§ PAGE TEXT:
National Treasure: Edge of History is an American action-adventure television series developed for and globally released on the streaming service Disney+. It is based on, and a continuation of, the National Treasure film series. It was produced by  Jerry Bruckheimer and ABC Signature. The series stars Lisette Olivera, with Catherine Zeta-Jones as the apparent lead antagonist, and with Justin Bartha reprising his roles from the films as a recurring character, while Harvey Keitel appears in the beginning, also reprising his film role. Mira Nair directed the pilot episode. The show primarily filmed in Baton Rouge, Louisiana, and Santa Fe, New Mexico, and premiered on December 14, 2022. Among the ten most-streamed programs in the US from its first week, it reached the top 5 in its later weeks.

Cast

Main

 Lisette Olivera as Jess Valenzuela, a young DACA woman living in Baton Rouge who finds out that her dead father is part of a secret network of treasure protectors; later Liam's love interest.
 Zuri Reed as Tasha Rivers, Jess' roommate and best friend.
 Antonio Cipriano as Oren Bradley, another friend, roommate of Ethan, and sneakerhead; Tasha's on-and-off boyfriend
 Jordan Rodrigues as Ethan Chao, Jess' oldest friend who has feelings for her; Oren's roommate
 Jake Austin Walker as Liam Sadusky, musician and bar worker, Peter Sadusky's grandson; later Jess's love interest
 Catherine Zeta-Jones as Billie Pearce, a wealthy and ruthless black market antiquities dealer
 Lyndon Smith as Agent Ross, an FBI agent who recently transferred to the Bureau's Baton Rouge field office. It is later revealed her full name is Hannah Betsy Ross.

Special guest stars
 Harvey Keitel as Peter Sadusky, a reclusive former FBI agent and master Freemason suffering from dementia. Keitel played the same character in both films.
 Justin Bartha as Riley Poole, computer expert and good friend of Ben Gates from the National Treasure film series

Recurring

 Breeda Wool as Kacey, one of Billie's mercenaries
 Dustin Ingram as Myles, Peter's former nurse
 Salena Qureshi as Meena Mishra, Ethan's love interest
 Darri Ingolfsson as Dario, another one of Billie's mercenaries
 Armando Riesco as Agent Hendricks, Agent Ross's boss and Peter Sadusky's former partner and friend. Riesco reprises his role from the film series.

Excerpts of location labeling data:
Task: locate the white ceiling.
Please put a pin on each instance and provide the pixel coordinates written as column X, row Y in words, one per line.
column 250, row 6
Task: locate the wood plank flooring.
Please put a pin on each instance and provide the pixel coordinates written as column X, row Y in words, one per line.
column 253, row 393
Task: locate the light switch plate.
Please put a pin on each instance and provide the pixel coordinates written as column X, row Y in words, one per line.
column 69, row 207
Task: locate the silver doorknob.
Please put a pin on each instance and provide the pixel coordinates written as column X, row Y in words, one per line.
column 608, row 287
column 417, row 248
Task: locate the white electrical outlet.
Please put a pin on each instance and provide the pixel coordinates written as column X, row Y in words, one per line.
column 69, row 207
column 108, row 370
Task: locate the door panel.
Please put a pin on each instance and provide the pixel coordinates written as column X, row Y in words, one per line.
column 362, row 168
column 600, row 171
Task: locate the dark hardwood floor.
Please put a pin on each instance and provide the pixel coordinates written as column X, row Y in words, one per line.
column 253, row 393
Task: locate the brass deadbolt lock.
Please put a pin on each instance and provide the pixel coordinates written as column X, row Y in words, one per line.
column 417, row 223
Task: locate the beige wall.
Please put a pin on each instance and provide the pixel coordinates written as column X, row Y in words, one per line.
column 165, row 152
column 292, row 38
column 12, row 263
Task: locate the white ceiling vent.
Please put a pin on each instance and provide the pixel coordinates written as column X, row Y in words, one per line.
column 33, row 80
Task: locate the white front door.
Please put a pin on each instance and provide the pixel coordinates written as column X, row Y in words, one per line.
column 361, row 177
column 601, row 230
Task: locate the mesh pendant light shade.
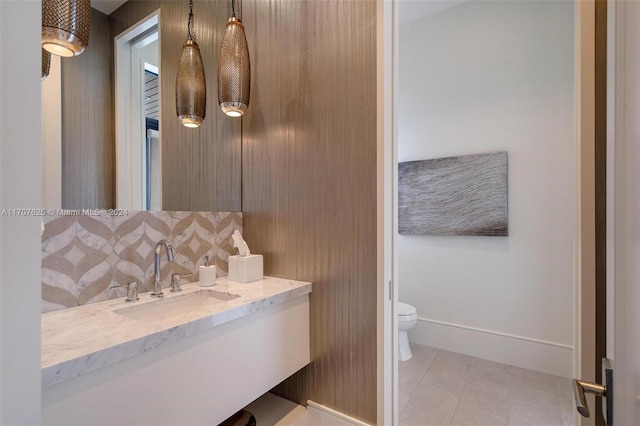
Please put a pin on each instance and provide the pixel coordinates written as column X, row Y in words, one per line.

§ DIRECTIONS FOR THIS TASK:
Translate into Spanish this sentence from the page text on National Treasure: Edge of History: "The show primarily filmed in Baton Rouge, Louisiana, and Santa Fe, New Mexico, and premiered on December 14, 2022."

§ ANSWER FOR THIS EXERCISE:
La serie se filmó principalmente en Baton Rouge, Luisiana, y en Santa Fe, Nuevo México, y se estrenó el 14 de diciembre de 2022.